▶ Source records
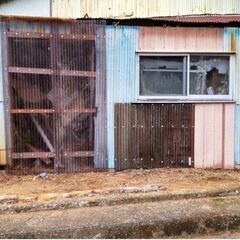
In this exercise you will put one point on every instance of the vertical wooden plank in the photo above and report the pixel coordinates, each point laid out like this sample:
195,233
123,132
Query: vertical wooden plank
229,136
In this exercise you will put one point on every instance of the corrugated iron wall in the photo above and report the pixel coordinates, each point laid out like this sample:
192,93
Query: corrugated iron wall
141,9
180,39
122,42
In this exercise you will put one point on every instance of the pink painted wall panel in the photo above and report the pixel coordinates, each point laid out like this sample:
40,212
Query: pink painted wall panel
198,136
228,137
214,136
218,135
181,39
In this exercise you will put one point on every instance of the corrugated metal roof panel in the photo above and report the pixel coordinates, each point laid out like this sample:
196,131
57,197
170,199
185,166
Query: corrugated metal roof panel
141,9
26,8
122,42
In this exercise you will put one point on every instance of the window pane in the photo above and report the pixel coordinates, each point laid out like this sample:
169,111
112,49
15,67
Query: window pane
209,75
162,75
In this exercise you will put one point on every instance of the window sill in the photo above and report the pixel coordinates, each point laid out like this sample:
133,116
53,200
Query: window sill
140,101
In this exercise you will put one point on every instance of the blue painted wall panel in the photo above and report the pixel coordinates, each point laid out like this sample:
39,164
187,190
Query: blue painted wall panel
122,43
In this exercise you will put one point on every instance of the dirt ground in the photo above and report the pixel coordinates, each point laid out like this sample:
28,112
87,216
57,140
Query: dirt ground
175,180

* * *

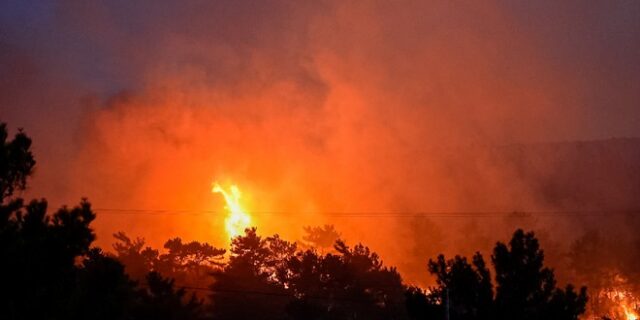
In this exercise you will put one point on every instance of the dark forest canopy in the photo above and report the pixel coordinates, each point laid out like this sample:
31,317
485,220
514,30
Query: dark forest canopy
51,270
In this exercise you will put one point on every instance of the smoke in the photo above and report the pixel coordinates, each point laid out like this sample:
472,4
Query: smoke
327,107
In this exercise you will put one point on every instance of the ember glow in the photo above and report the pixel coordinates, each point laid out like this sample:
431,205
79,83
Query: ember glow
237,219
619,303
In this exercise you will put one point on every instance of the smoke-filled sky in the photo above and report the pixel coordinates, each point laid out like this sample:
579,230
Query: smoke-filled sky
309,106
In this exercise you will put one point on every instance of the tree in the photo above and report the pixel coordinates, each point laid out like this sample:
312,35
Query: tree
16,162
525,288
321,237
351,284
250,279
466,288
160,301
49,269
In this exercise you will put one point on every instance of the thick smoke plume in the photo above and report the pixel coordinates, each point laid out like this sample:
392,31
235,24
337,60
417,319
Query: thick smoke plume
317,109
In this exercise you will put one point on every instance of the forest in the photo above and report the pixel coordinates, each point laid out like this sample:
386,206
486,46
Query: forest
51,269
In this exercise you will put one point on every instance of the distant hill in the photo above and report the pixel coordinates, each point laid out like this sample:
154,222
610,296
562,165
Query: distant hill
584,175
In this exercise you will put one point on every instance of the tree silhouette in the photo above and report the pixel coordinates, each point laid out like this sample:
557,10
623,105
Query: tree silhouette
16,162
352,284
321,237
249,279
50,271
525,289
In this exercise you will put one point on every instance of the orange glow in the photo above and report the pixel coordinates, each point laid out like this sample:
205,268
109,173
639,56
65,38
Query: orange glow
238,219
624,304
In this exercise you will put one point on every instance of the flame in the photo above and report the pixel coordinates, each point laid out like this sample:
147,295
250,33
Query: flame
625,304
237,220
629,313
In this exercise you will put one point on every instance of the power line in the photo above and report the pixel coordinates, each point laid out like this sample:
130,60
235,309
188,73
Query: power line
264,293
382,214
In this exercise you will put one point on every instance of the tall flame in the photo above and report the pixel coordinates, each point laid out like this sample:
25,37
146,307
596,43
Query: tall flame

▶ What the task asks
Where a line in the records above includes the string "tall", show it.

▶ Response to this task
In this exercise you will put one point on every instance of the tall flame in the photo above and report the pixel coordinates, each point laid out like this sample:
Query: tall flame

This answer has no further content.